### Extracted entries

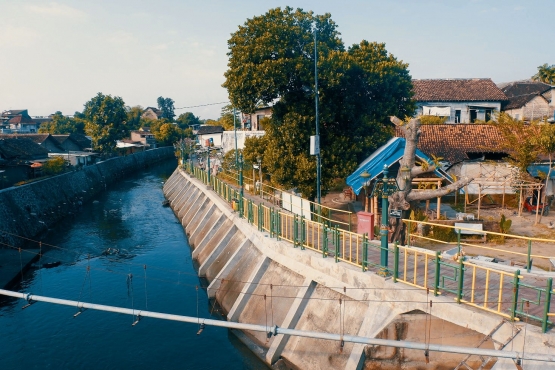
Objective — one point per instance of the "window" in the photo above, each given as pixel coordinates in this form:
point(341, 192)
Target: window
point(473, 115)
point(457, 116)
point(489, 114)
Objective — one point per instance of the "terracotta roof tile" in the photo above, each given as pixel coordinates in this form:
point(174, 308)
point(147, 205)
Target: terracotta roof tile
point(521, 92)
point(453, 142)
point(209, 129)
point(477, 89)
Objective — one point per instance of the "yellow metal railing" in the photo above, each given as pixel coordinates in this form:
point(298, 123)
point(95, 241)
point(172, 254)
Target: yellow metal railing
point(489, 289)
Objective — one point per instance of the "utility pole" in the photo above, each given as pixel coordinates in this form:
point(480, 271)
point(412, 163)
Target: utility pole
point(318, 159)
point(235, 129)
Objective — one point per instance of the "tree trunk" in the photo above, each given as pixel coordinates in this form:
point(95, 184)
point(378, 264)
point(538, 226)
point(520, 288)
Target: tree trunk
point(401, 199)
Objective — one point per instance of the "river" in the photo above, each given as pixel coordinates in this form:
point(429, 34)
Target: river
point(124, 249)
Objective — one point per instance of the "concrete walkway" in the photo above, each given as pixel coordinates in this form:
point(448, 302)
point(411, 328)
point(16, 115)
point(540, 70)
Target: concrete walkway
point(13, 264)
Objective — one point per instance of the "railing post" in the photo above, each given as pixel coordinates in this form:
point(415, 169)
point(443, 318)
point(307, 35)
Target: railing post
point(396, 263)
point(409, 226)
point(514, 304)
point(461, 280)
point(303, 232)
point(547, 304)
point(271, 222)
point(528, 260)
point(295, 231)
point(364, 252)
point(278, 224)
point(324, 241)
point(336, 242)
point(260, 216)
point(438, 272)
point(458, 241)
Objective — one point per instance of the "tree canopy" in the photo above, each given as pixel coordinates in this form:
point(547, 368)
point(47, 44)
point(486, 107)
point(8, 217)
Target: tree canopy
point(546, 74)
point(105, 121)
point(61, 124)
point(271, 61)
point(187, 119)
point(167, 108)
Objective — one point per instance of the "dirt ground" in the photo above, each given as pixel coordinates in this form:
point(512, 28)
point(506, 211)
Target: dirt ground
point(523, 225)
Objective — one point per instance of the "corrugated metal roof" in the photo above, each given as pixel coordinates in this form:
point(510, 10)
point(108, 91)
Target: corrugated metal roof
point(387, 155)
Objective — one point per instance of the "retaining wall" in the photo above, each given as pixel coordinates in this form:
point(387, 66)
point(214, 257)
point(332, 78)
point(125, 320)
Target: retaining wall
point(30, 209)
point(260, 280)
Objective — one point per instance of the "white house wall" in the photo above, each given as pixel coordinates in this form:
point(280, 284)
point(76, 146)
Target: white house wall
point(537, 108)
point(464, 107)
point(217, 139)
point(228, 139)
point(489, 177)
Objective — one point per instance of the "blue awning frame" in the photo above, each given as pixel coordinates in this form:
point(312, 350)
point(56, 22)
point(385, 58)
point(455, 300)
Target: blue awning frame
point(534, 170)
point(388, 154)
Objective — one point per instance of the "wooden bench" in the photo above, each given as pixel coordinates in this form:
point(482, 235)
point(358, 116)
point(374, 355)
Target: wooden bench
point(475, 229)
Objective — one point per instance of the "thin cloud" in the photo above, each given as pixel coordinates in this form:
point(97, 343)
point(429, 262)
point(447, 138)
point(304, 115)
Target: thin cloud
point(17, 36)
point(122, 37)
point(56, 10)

--

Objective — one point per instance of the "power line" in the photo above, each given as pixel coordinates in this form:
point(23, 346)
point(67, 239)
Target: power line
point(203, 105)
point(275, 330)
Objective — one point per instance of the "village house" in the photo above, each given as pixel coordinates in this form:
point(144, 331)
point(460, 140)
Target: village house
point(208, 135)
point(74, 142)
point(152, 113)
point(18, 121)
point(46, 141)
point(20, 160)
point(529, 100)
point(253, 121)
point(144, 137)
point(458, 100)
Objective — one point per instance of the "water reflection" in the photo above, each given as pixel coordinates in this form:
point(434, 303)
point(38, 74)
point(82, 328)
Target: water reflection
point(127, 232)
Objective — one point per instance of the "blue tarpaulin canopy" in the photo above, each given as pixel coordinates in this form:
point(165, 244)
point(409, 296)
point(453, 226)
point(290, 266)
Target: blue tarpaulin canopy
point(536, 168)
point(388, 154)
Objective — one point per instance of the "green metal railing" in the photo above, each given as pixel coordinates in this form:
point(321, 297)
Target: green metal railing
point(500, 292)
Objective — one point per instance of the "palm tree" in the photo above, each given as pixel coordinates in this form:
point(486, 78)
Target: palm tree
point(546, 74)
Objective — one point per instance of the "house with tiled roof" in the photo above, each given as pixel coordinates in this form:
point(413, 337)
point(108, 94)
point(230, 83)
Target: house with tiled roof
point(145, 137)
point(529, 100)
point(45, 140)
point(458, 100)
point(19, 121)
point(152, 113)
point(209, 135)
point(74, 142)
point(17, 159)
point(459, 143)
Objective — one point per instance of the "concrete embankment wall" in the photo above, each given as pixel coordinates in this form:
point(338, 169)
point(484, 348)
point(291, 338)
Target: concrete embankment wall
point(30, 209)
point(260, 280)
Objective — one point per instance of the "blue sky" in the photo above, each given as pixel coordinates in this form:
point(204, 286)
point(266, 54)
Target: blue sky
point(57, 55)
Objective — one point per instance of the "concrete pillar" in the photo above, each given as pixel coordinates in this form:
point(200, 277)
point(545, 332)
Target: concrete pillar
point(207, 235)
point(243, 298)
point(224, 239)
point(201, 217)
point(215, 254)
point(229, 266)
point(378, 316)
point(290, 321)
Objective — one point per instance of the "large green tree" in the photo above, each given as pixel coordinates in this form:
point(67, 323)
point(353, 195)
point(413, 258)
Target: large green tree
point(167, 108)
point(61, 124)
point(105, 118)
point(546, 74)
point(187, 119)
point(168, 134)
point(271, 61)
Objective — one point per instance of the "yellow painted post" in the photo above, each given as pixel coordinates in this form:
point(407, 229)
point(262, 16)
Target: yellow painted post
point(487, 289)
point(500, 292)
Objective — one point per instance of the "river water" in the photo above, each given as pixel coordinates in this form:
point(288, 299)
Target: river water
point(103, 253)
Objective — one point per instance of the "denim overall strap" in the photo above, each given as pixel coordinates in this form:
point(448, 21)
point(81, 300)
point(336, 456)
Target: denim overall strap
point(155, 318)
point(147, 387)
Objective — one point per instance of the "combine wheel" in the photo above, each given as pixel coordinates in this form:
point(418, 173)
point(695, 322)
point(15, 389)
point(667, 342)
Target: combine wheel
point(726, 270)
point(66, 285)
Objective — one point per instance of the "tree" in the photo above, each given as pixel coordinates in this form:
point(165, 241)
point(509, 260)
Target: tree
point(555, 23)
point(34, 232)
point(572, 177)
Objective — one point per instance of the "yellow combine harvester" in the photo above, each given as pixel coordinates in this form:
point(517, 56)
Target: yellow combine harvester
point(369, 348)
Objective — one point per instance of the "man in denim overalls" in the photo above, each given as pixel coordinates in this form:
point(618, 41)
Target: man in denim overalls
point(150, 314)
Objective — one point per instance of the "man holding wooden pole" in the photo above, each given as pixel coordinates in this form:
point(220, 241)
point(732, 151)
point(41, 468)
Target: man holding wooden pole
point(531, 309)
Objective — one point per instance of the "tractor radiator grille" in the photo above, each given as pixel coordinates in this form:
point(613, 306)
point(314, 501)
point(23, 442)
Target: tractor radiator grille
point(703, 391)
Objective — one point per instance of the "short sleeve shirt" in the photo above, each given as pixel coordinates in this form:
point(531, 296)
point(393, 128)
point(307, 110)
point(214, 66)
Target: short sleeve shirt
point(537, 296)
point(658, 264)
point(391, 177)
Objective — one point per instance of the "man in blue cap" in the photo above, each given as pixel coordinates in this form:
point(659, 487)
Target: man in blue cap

--

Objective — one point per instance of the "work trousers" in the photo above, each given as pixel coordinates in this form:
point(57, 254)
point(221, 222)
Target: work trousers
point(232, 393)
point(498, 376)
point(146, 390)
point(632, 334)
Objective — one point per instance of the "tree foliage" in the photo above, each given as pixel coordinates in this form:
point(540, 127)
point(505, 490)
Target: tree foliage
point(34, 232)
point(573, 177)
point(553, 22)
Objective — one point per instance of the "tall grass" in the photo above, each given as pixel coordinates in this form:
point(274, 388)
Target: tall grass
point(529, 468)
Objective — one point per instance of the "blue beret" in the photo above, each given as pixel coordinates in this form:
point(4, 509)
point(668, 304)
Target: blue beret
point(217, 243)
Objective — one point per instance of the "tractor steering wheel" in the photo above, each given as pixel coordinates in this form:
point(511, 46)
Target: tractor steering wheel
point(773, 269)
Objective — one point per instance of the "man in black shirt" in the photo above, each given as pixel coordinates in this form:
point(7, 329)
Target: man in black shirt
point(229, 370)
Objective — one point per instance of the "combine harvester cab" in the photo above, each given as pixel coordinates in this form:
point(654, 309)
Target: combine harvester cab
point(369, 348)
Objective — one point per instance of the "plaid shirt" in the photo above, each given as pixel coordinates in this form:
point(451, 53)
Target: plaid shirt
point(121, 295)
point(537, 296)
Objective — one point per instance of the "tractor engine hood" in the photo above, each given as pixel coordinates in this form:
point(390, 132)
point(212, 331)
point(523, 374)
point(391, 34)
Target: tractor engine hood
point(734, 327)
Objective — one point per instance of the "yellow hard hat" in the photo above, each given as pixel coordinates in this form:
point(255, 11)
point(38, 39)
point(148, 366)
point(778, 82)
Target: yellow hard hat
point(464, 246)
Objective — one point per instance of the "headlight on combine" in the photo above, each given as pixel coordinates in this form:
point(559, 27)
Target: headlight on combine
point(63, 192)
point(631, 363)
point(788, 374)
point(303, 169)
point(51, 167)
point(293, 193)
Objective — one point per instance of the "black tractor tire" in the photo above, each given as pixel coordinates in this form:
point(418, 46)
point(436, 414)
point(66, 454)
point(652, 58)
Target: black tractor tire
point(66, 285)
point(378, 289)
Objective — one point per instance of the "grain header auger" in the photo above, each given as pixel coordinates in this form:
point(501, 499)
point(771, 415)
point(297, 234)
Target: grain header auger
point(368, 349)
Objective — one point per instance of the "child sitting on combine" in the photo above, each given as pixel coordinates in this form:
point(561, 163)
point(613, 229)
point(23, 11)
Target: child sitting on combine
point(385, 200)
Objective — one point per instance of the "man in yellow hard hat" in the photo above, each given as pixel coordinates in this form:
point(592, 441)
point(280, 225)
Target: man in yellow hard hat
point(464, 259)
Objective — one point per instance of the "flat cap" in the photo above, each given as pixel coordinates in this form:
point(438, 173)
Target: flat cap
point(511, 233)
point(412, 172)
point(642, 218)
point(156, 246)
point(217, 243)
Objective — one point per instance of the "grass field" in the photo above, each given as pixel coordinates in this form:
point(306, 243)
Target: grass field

### What you need to do
Report, word for word, each line in the listing above that contains the word "work".

### Answer to this problem
Objective — one point per instance of the "work trousers" in the photo above, each given as pixel coordinates in this form:
Target: work trousers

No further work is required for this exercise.